• [TASK DETAILS] Write out the full set of records exactly. Any pictures in them do not belong in the copy.

• [AVAILABLE RECORDS]
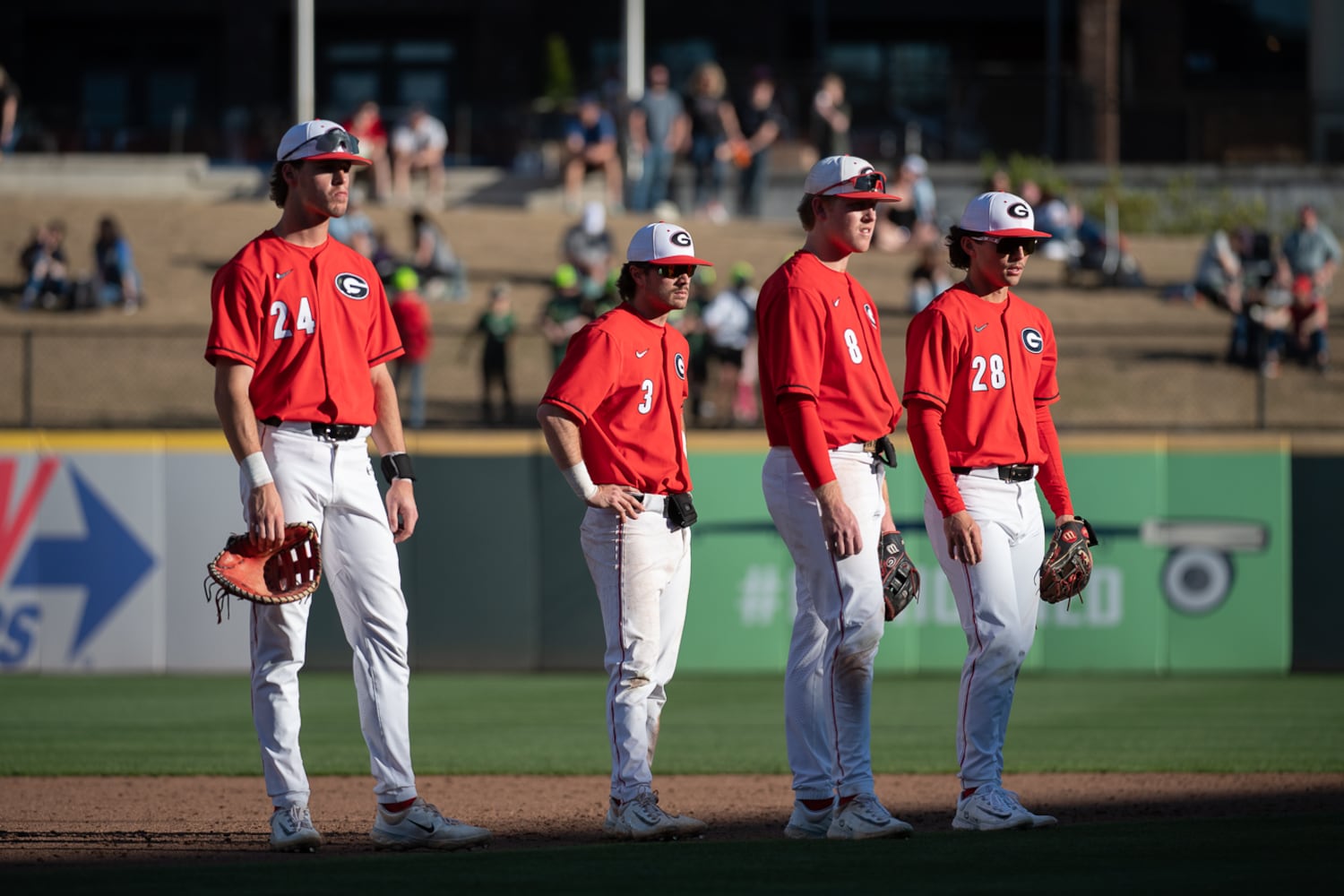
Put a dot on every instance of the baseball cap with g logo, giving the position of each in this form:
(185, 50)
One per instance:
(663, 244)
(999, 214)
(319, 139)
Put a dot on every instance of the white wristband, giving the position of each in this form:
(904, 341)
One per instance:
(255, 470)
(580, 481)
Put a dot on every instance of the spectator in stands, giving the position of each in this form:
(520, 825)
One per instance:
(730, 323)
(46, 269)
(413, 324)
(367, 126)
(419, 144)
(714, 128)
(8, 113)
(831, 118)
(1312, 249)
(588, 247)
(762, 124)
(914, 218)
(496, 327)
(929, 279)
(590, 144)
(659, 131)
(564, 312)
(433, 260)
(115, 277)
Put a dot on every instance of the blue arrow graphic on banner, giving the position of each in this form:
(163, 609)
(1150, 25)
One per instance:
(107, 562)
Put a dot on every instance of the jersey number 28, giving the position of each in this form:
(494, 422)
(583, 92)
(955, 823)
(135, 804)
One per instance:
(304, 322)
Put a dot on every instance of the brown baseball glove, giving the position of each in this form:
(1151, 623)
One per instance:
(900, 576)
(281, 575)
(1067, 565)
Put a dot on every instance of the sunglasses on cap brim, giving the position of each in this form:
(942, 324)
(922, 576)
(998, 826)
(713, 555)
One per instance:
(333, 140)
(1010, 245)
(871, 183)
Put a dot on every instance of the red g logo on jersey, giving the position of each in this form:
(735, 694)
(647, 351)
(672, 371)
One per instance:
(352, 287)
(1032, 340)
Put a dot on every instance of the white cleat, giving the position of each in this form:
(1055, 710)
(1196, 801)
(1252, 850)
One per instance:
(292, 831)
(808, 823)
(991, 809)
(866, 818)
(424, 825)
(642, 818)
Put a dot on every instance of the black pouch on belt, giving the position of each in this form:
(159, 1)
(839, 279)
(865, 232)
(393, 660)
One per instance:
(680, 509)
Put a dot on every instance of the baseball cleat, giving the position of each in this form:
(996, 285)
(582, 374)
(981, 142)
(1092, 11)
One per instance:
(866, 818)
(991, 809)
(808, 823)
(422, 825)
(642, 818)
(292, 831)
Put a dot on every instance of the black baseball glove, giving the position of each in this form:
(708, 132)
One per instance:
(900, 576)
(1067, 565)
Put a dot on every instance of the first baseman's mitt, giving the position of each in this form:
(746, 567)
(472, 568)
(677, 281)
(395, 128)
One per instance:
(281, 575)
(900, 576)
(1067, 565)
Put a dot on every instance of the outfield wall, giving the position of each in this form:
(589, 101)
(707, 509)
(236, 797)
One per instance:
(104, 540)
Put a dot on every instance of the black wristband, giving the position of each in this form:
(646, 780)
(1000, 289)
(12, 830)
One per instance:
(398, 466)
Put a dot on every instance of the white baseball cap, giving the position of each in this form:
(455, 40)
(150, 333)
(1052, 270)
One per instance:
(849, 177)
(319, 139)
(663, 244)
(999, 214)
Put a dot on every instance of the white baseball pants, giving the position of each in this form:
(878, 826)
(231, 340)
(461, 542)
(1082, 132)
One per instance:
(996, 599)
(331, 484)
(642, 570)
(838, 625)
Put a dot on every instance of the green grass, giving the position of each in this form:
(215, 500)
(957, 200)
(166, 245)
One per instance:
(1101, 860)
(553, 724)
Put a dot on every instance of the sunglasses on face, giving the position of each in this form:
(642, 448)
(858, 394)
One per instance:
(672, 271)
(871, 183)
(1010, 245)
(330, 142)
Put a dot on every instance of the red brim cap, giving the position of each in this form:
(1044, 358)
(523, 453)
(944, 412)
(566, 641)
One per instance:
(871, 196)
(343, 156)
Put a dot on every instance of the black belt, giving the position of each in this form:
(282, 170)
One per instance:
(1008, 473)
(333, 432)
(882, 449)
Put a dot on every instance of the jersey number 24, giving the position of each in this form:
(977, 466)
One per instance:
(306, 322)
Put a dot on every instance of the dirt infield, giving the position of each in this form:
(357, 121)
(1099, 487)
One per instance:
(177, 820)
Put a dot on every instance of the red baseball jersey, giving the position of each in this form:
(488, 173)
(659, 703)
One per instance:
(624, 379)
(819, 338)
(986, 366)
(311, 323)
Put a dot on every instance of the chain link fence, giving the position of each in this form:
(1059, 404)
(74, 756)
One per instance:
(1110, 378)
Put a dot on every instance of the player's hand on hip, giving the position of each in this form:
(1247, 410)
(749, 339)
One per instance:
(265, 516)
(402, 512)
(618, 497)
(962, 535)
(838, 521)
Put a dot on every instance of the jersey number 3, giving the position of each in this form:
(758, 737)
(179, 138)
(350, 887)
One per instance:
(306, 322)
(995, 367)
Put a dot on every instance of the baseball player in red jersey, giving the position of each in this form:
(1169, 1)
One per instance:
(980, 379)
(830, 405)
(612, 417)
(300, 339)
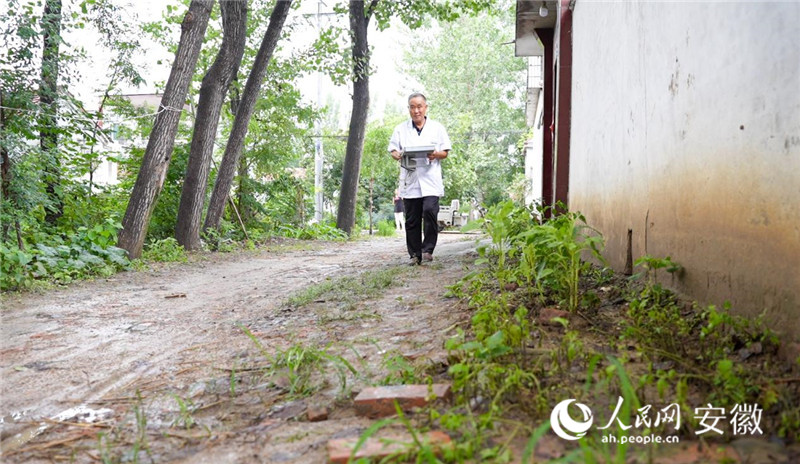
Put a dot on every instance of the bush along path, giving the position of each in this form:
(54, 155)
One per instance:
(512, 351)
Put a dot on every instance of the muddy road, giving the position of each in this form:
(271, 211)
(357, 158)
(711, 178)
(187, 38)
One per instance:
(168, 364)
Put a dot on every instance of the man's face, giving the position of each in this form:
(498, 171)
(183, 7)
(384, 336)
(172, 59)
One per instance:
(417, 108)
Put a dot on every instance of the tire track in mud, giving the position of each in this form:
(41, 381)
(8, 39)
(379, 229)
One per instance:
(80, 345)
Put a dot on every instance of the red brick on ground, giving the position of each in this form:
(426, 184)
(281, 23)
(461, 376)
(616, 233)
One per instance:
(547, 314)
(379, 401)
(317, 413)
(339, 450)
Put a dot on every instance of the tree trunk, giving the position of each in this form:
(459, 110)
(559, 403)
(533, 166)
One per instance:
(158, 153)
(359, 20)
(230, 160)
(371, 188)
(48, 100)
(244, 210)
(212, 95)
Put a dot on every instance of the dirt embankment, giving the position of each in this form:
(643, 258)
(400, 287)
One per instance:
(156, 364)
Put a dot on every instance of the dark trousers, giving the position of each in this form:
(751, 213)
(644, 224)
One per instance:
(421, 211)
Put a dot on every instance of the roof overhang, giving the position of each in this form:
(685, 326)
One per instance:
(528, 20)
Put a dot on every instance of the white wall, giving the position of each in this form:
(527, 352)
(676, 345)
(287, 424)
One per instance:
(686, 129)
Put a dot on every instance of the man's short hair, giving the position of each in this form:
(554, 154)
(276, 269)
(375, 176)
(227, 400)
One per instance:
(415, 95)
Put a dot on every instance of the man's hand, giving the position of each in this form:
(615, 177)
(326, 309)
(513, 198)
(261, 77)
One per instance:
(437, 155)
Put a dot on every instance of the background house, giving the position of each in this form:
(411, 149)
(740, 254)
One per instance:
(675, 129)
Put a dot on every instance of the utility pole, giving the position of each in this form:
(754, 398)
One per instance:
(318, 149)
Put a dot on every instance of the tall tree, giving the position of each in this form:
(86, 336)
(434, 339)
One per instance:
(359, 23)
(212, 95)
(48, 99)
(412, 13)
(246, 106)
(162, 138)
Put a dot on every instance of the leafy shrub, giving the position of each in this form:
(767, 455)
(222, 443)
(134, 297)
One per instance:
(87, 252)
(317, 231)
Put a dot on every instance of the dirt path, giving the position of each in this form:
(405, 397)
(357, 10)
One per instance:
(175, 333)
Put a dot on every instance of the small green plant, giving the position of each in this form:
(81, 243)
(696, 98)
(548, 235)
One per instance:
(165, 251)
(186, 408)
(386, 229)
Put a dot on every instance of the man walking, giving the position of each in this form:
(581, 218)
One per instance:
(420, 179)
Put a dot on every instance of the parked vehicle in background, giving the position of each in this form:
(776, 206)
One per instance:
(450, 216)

• [RESULT OF THE EXERCISE]
Put a dot on every instance of the baseball cap with g logo, giving the position of each in this form:
(185, 50)
One per instance:
(663, 244)
(999, 214)
(319, 139)
Put a dot on every instance of the white wristband, giving the position of each in this form:
(904, 341)
One per instance:
(255, 470)
(580, 481)
Put a dot on every instance of the spectator in stands, giving the position of each in this form:
(520, 825)
One per instance:
(730, 323)
(46, 269)
(413, 324)
(367, 126)
(419, 144)
(714, 128)
(8, 113)
(831, 118)
(1312, 249)
(588, 247)
(762, 124)
(914, 218)
(496, 327)
(929, 279)
(590, 144)
(659, 131)
(564, 312)
(433, 260)
(115, 277)
Put a dot on every instance of the blue arrow graphic on banner, giving the position of each in this form:
(163, 609)
(1150, 25)
One per instance:
(107, 562)
Put a dot on every instance of the jersey number 28, giving the position of each in this form:
(494, 422)
(583, 92)
(955, 823)
(135, 804)
One per instance:
(304, 322)
Put a dot on every instance of the brown baseball glove, giving the position of each in this form:
(1151, 623)
One per instance:
(900, 576)
(281, 575)
(1067, 565)
Put a dot on every instance of the sunglasses on cap brim, giving the position of each in this form:
(942, 324)
(922, 576)
(998, 826)
(713, 555)
One per instance:
(333, 140)
(1010, 245)
(871, 183)
Put a dot on every instance of the red g logo on jersey, giving the position of each in this form:
(735, 694)
(647, 351)
(672, 371)
One per instance:
(352, 287)
(1032, 340)
Put a dot on every instance of the white cleat, giving the position of each in this form:
(1055, 710)
(1196, 801)
(1252, 850)
One per instance:
(292, 831)
(808, 823)
(991, 809)
(866, 818)
(424, 825)
(642, 818)
Put a dot on every instance of the black pouch on belt, giving the position of each in this form:
(159, 1)
(839, 279)
(865, 232)
(393, 660)
One per instance:
(680, 509)
Put a dot on every instance of the baseball cleat, giving the position of each in this form:
(996, 285)
(582, 374)
(981, 142)
(1092, 11)
One per instance:
(866, 818)
(991, 809)
(808, 823)
(422, 825)
(642, 818)
(292, 831)
Put a dot on every instance of the black baseball glove, giving the position of each in this form:
(708, 132)
One per instance:
(900, 576)
(1067, 565)
Put a dot on every instance of the first baseman's mitt, giving the position of each in this form:
(746, 567)
(472, 568)
(677, 281)
(395, 128)
One per instance:
(281, 575)
(900, 576)
(1067, 565)
Put a dot on every instance of the outfield wall, giving the position of each in this form:
(589, 101)
(707, 509)
(236, 797)
One per instance:
(104, 540)
Put a dot on every instance of the black wristband, giving the position of each in this form:
(646, 780)
(1000, 289)
(12, 830)
One per instance:
(398, 466)
Put a dot on every instance of the white baseball cap, giving the position of each in this form:
(455, 40)
(150, 333)
(1052, 270)
One per instance:
(849, 177)
(319, 139)
(663, 244)
(999, 214)
Put a dot on every instance of the white baseball pants, giving the position of each in this form:
(878, 826)
(231, 340)
(461, 542)
(1082, 132)
One per instance:
(996, 599)
(331, 484)
(642, 570)
(838, 625)
Put a dot on every instance of the green grass, giving the position of each in this form:
(215, 500)
(957, 200)
(166, 245)
One per instance:
(1101, 860)
(553, 724)
Put a dot on every instance of the sunglasses on face, giving the position of each in this form:
(642, 448)
(858, 394)
One per instance:
(672, 271)
(871, 183)
(1010, 245)
(330, 142)
Put a dot on every instance of the red brim cap, giving the position of each in this form:
(1044, 358)
(523, 453)
(944, 412)
(566, 641)
One per instance:
(871, 196)
(343, 156)
Put a dot on every instance of the black belt, giving the position of each in this form:
(282, 170)
One per instance:
(1008, 473)
(333, 432)
(882, 449)
Put a dot on every instance of the jersey number 24, giving the position of each in this form:
(977, 466)
One per instance:
(306, 322)
Put a dot on every instance of the dirt infield, giving the position of each in this form:
(357, 121)
(1099, 487)
One per instance:
(177, 820)
Put a dot on every instance of the red baseball jersey, giving the position of each in this form:
(488, 173)
(659, 703)
One per instance:
(624, 379)
(819, 338)
(986, 366)
(311, 323)
Put a dot on every instance of the chain link fence, giving the position of each in this form:
(1059, 404)
(74, 756)
One per instance:
(1110, 378)
Put a dot on every instance of the player's hand on hip, giving the position of each in this form:
(1247, 410)
(749, 339)
One per instance:
(265, 516)
(402, 512)
(618, 497)
(962, 535)
(838, 521)
Put a dot on every instance of the jersey number 3, giving the position of each in this form:
(758, 737)
(179, 138)
(350, 887)
One per instance:
(306, 322)
(995, 367)
Put a dot on every instance of the baseball player in red jersey, giving the position of each in this form:
(1169, 1)
One per instance:
(980, 379)
(830, 405)
(612, 417)
(300, 339)
Put a dot on every instance of the bush along path, giving the position of each in this form:
(54, 155)
One per instance:
(512, 351)
Put a dot on every instance of the muddy road, giving the position of each in this form:
(271, 211)
(357, 158)
(711, 178)
(187, 38)
One per instance:
(168, 364)
Put a dot on every instance of the man's face, giving the position of each in this form:
(498, 171)
(183, 7)
(384, 336)
(172, 59)
One per instance:
(417, 108)
Put a dot on every instance of the tire track in mud, giving the position of each in this form:
(41, 381)
(8, 39)
(379, 229)
One per instance:
(80, 345)
Put a dot on every instance of the red brick on ground, giving the position of each in this form:
(426, 184)
(281, 23)
(461, 376)
(616, 233)
One per instance:
(547, 314)
(379, 401)
(317, 413)
(339, 450)
Put a dot on every instance of the tree trunk, giving the position of each in this form:
(459, 110)
(559, 403)
(533, 166)
One per instance:
(158, 153)
(359, 20)
(230, 160)
(371, 188)
(48, 100)
(244, 210)
(212, 95)
Put a dot on every instance of the dirt embankment, giving the position of each in this form:
(643, 258)
(400, 287)
One per instance:
(156, 364)
Put a dot on every instance of the dark trousers, giving the position of each in this form:
(751, 213)
(644, 224)
One per instance:
(421, 211)
Put a dot on every instance of the roof overhang, giving the position of each in this form:
(685, 326)
One per instance:
(528, 20)
Put a dot on every instance of the white wall, giving the position of each in this form:
(527, 352)
(676, 345)
(287, 424)
One per instance:
(686, 129)
Put a dot on every instance of the man's short hair, giving the position of each in this form:
(554, 154)
(276, 269)
(375, 176)
(227, 400)
One per instance:
(415, 95)
Put a dot on every instance of the man's hand, giving the position of each in this form:
(615, 177)
(326, 309)
(513, 198)
(261, 77)
One per instance:
(437, 155)
Put a dot on every instance of the background house, giving the position of each in this form:
(411, 149)
(740, 254)
One per instance:
(675, 129)
Put a dot on every instance of the utility pole, giving the position of each in this form:
(754, 398)
One per instance:
(318, 149)
Put a dot on every instance of the tall tree, giving the position of each in this form:
(86, 336)
(434, 339)
One per instance:
(359, 23)
(212, 95)
(48, 99)
(412, 13)
(246, 106)
(162, 138)
Put a dot on every instance of the leafy shrub, giving the position of each in this form:
(767, 455)
(222, 443)
(134, 297)
One per instance:
(87, 252)
(317, 231)
Put a dot on every instance of the dirt path, giving the position of each in this form:
(405, 397)
(357, 10)
One per instance:
(175, 333)
Put a dot on every instance of the small green plant, giving the position of each in this form:
(81, 243)
(696, 98)
(548, 235)
One per instance:
(165, 251)
(186, 408)
(386, 229)
Put a dot on every instance of the man walking, giving the position of each in this form:
(581, 218)
One per instance:
(420, 179)
Put a dot on every instance of the parked vehicle in background, giving the position of each in this form:
(776, 206)
One per instance:
(450, 216)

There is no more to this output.